_Selected text_
------------------------------------

The Chronicle has a writeup on the new chair of the Senate health and education committee, Sen. Tom Harkin (D-Iowa), who replaces the late Ted Kennedy.
Harkin wasn’t seen as the most likely replacement for Kennedy:
Mr. Harkin’s decision to accept the chairmanship came as somewhat of a surprise to higher-education lobbyists, many of whom thought the post would go to Sen. Barbara A. Mikulski of Maryland, who was third in line for the position [behind Chris Dodd, who turned down the post to continue helming the Senate banking committee, and Harkin]. While Mr. Harkin, a longtime supporter of public-health and biomedical research, was said to be interested in the job, some lobbyists believed he would have a hard time relinquishing control of the agriculture committee because the panel is so critical to his rural constituents.
The new chair has an important task before him:
As chairman of the education panel, formally known as the Health, Education, Labor, and Pensions Committee, Mr. Harkin will be responsible for crafting legislation to end the federally guaranteed student-loan program, as President Obama has proposed. The U.S. House of Representatives’ education committee has already passed its version of the bill (HR 3221), and the House is expected to bring it to the floor for a vote as early as next week.

------------------------------------

_Directions_
Reproduce the post about Tom Harkin's Senate committee chairmanship, everything from "The new chair has" down to "as next week.". The material that comes next has no connection to the post about Tom Harkin.

[Stored data entries]
------------------------------------

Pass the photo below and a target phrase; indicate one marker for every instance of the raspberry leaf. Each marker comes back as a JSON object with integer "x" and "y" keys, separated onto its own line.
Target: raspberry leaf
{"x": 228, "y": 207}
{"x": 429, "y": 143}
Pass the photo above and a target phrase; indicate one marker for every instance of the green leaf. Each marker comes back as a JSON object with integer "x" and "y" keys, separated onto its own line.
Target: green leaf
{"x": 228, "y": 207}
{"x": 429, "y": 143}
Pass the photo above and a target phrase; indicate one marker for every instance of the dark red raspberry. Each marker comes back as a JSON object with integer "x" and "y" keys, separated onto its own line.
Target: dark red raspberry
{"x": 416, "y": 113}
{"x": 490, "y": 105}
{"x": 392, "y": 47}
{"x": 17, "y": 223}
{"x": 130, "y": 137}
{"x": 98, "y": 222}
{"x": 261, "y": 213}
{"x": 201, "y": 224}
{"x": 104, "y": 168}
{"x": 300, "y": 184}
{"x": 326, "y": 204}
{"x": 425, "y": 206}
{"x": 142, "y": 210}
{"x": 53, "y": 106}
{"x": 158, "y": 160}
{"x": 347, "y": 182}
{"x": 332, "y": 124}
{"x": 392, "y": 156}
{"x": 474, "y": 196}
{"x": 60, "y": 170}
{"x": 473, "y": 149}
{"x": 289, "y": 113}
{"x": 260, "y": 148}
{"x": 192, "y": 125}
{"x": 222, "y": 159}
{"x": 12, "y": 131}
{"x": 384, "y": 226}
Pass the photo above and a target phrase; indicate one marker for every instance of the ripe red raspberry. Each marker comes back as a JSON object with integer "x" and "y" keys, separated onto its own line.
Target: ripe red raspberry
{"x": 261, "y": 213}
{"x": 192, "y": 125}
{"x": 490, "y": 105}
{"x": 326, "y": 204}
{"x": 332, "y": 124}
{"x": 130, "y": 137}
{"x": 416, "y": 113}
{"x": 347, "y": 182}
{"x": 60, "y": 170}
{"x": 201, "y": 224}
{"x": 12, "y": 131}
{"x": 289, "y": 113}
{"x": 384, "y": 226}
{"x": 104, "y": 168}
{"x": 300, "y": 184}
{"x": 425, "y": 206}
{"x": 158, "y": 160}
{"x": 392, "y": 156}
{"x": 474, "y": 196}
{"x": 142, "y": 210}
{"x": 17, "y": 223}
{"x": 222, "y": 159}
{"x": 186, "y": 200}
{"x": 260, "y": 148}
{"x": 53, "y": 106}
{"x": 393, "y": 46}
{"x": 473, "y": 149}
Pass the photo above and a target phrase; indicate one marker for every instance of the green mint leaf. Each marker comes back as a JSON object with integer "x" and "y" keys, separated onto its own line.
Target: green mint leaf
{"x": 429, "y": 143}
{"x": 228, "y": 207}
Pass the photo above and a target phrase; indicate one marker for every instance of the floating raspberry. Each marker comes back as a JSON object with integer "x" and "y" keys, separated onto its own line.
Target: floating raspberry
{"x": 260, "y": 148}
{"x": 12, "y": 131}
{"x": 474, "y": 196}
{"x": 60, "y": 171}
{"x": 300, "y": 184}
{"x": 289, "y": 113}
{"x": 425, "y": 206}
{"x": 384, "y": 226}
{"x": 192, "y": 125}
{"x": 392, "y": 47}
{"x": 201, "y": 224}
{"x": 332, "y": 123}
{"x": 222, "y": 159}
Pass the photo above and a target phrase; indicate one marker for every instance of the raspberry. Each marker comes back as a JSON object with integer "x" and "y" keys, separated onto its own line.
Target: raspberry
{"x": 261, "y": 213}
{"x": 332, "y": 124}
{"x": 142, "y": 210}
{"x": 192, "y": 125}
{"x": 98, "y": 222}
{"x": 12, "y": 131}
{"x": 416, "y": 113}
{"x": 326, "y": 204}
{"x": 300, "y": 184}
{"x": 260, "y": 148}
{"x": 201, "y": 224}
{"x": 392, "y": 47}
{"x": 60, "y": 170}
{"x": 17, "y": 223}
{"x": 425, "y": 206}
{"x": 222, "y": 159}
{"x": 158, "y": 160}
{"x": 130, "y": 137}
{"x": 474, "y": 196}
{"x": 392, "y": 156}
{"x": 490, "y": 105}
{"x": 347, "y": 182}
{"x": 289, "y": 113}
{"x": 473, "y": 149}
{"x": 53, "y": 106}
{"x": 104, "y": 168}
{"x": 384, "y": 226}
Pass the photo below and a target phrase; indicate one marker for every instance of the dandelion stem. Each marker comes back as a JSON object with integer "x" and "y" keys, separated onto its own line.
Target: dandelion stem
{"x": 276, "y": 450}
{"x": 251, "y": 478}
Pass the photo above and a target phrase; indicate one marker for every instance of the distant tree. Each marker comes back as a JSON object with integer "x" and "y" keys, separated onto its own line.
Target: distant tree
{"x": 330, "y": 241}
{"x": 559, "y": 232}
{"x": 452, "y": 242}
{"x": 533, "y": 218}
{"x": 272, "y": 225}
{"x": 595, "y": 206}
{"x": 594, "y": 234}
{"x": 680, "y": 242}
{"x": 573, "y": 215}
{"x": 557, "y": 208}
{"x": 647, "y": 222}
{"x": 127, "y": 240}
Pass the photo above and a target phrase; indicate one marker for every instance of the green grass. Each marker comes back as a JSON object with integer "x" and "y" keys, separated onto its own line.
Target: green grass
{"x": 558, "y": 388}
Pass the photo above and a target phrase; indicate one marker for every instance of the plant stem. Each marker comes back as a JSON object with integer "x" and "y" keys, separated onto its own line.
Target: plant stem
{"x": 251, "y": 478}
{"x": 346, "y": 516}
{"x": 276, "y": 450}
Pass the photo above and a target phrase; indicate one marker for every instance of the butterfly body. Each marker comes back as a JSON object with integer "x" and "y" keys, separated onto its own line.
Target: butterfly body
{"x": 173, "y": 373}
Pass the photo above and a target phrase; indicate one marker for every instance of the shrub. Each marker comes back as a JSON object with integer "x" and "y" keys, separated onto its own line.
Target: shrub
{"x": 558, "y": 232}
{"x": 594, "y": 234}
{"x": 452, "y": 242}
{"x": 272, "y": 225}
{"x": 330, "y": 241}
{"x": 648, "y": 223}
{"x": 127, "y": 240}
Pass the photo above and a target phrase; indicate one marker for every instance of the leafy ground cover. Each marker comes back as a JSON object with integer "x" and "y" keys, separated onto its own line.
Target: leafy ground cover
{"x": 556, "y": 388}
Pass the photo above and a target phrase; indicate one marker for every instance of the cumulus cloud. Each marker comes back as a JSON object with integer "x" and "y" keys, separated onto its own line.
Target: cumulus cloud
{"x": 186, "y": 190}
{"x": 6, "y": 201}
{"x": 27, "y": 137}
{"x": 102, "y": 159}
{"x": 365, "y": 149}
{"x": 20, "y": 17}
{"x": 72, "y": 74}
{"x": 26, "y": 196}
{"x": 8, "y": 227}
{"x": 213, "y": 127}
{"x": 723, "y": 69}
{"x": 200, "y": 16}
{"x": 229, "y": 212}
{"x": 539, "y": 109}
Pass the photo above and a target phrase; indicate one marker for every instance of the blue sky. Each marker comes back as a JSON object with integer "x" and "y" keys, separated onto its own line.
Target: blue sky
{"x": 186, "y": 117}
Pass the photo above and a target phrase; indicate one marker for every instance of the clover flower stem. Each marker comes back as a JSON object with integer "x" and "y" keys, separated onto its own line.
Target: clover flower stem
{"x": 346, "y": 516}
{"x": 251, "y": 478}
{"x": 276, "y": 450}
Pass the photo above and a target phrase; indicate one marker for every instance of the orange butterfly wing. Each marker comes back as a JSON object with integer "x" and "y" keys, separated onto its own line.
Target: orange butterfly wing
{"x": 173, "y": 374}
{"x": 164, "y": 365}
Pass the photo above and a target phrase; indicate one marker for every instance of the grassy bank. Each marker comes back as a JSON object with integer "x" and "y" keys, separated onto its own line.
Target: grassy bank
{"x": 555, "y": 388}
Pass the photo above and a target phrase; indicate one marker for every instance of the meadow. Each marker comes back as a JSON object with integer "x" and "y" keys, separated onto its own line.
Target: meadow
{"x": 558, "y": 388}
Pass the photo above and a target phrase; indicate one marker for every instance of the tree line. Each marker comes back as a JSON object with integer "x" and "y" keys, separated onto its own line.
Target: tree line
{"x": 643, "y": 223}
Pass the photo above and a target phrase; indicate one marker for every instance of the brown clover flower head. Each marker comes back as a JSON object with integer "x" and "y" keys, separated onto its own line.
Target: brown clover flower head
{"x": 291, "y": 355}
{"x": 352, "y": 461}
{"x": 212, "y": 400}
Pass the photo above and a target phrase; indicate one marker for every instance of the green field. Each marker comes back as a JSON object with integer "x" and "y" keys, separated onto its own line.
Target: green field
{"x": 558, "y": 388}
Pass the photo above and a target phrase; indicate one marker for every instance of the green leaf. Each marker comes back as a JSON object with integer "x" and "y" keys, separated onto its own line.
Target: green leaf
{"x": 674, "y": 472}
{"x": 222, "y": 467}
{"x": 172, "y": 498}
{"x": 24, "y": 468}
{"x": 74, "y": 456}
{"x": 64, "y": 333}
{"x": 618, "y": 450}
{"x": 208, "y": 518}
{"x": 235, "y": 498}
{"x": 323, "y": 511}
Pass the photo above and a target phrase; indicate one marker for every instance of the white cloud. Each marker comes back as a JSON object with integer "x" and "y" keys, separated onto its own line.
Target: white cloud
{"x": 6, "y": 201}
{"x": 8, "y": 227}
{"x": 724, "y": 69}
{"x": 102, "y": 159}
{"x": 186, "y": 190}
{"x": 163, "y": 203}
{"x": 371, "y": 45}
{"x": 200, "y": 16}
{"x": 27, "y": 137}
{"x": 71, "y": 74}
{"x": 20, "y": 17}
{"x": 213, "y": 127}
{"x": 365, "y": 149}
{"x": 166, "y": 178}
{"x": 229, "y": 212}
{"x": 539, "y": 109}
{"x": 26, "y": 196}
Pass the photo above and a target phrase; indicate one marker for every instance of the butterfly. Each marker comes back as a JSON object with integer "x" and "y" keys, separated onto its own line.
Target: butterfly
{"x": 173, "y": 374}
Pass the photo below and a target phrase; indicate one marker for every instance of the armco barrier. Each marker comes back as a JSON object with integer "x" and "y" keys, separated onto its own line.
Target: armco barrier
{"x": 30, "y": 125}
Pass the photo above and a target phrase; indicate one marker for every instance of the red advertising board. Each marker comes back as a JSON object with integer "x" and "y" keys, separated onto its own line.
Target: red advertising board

------------------------------------

_Written solution_
The new chair has an important task before him:
As chairman of the education panel, formally known as the Health, Education, Labor, and Pensions Committee, Mr. Harkin will be responsible for crafting legislation to end the federally guaranteed student-loan program, as President Obama has proposed. The U.S. House of Representatives’ education committee has already passed its version of the bill (HR 3221), and the House is expected to bring it to the floor for a vote as early as next week.